- _WRITTEN PROBLEM 1_
From the Hartford Knights profile, copy the stretch from "The Hartford Knights" through "season in 1972).".
- _WRITTEN PROBLEM 2_
According to the Hartford Knights profile, which team did the Knights replace when they began play in 1968?

- _TEXT SHOWN_
————————

Hartford Knights
- Founded: 1968
- Folded: 1973
- League: Atlantic Coast Football League Seaboard Football League
- Based in: Hartford, Connecticut
- Arena: Dillon Stadium
- Championships: 1968, 1972
- Affiliation: Buffalo Bills

= Hartford Knights =

Defunct American football team

The Hartford Knights were a professional American football team based in Hartford, Connecticut. They began play in 1968 as a member of the Atlantic Coast Football League, replacing the Hartford Charter Oaks. For the 1969 season, they became the affiliate for the Buffalo Bills of the American Football League. One of the best minor-league football teams of its era, the Knights never finished below second place in their league, won every division title they contested, and had a winning record every season they played (including a 17-win perfect season in 1972).

————————

- _DATA EXTRACT_
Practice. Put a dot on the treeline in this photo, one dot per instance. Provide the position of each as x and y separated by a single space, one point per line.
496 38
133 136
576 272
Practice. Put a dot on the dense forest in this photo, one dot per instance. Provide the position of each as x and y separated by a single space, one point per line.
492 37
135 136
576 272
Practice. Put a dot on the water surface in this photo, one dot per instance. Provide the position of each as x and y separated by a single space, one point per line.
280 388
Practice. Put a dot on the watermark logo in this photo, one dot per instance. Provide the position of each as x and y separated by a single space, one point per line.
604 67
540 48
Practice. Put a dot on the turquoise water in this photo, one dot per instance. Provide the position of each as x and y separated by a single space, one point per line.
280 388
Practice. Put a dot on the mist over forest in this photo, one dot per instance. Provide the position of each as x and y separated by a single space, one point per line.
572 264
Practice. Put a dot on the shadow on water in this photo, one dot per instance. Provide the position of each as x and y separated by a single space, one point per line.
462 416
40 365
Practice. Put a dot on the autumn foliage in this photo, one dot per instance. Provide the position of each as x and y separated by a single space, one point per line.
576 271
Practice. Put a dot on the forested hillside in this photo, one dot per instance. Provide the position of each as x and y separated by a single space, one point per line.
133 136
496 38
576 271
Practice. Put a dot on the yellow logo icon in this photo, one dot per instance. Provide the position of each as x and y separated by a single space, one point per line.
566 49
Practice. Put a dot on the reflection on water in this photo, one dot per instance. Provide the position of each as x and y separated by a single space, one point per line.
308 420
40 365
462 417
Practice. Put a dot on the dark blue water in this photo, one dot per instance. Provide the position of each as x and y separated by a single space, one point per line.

————————

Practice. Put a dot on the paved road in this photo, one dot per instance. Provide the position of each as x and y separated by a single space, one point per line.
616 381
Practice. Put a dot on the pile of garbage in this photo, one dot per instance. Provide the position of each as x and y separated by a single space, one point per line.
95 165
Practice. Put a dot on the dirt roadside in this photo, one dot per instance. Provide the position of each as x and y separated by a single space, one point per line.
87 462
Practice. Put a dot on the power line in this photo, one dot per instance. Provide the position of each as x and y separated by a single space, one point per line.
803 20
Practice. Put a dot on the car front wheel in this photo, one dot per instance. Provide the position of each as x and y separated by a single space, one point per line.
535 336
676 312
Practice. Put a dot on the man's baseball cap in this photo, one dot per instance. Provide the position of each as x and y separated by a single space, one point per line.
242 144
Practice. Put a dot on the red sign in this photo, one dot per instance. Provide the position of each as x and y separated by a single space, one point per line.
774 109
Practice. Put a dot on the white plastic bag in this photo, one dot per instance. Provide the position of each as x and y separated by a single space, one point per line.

————————

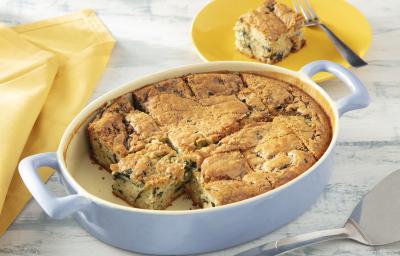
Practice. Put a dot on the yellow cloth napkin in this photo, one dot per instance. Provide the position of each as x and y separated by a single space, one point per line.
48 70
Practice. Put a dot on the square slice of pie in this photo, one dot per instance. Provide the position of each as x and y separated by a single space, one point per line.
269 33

————————

- _TASK OUTPUT 1_
The Hartford Knights were a professional American football team based in Hartford, Connecticut. They began play in 1968 as a member of the Atlantic Coast Football League, replacing the Hartford Charter Oaks. For the 1969 season, they became the affiliate for the Buffalo Bills of the American Football League. One of the best minor-league football teams of its era, the Knights never finished below second place in their league, won every division title they contested, and had a winning record every season they played (including a 17-win perfect season in 1972).

- _TASK OUTPUT 2_
The Hartford Charter Oaks.